───── REZENSION ─────

Rezension von Ralf Steinberg

 

Verlagsinfo:

Utopisch, satirisch, visionär, rasant, bezaubernd, geheimnisvoll ... ganz und gar fantastisch sind die Erzählungen Robert Sheckleys, der schon vor Jahrzehnten die Welt der Zukunft akkurat beschrieben hat. Erstmals in einem Band gesammelt und komplett neu übersetzt - die besten Erzählungen eines einzigartigen Genies.

 

Rezension:

Der amerikanische SF-Autor Robert Sheckley wird oft als einer der ganz Großen des Genres bezeichnet. Im Rahmen seiner Meisterwerke-Reihe veröffentlicht Heyne nun einen Mix aus frühen Erzählungen, einem Roman und dreier Stories aus den Siebzigern. Die Auswahl ist zumindest diskussionswürdig, jedoch sollte man froh sein, dass es Sheckley endlich einmal wieder in die Liste der Neuerscheinungen gebracht hat, denn das hat er tatsächlich verdient, wovon man sich nun selbst überzeugen kann.

───── VORLIEGENDE DATEN ─────

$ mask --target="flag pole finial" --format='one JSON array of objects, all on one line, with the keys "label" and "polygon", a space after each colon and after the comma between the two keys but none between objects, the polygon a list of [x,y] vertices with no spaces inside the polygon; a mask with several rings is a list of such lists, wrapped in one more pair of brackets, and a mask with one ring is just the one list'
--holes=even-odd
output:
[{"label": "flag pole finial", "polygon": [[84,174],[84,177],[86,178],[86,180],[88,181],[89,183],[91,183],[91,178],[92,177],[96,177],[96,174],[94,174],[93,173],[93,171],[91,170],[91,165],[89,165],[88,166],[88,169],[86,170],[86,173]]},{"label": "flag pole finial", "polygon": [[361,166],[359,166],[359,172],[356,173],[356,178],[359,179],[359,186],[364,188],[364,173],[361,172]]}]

─────

▶ KURZE ÜBUNG A
Welcher Verlag veröffentlicht laut der Rezension zu Robert Sheckley den Band mit seinen Erzählungen?
▶ KURZE ÜBUNG B
Fasse den Absatz der Rezension, der mit „Der amerikanische SF-Autor“ beginnt, in zwei Sätzen zusammen.
▶ KURZE ÜBUNG C
Schreib die Rezension zu Sheckleys Erzählband nach ihrem letzten Satz weiter.
Die Daten stehen für sich und gehören nicht zur Rezension.

▶ ANTWORT A
Heyne, im Rahmen seiner Meisterwerke-Reihe.

▶ ANTWORT B
Robert Sheckley gilt oft als einer der ganz Großen der Science-Fiction, und Heyne bringt in seiner Meisterwerke-Reihe frühe Erzählungen, einen Roman und drei Stories aus den Siebzigern von ihm heraus. Über die Auswahl lässt sich streiten, doch es ist erfreulich, dass Sheckley endlich wieder unter den Neuerscheinungen ist, denn das hat er verdient.

▶ ANTWORT C
 

Die SF-Geschichten der 50er sprühen über vor fantastischen Ideen, die uns heute zwar nicht unbedingt besonders neu vorkommen, aber in Hinblick auf ihre Entstehungszeit mehr als nostalgische Gefühle wecken. Stilistisch jedoch sind sie immer noch erstaunlich lesenswert. In seinem Vorwort wies Harry Harrison darauf hin, wie unterschiedlich der Duktus der einzelnen Stories ist, stets angepasst an den Inhalt. Diese spezielle Kunstfertigkeit, das explizite Eingehen auf die sprachlichen Bedürfnisse der Handlung führen besonders bei den Stories, die aus der Sicht von Aliens geschrieben wurden, zu einer beeindruckenden Natürlichkeit.

 

Dabei sind nicht alle Geschichten reine SF. Fütterungszeit ist eher eine typische Pointenstory mit phantastischem Aufhänger, zudem auch vorhersehbar.

 

Ein heute typisches Motiv verfolgt Sheckley in Das siebte Opfer. Die Jagd auf Menschen mit festgelegten Regeln für Jäger und Opfer taucht mehrmals in der Sammlung auf - hier liegt der Schwerpunkt wieder auf die finale Wende, die zwar nicht unvorhergesehen kommt, aber in ihrer Kaltblütigkeit überrascht.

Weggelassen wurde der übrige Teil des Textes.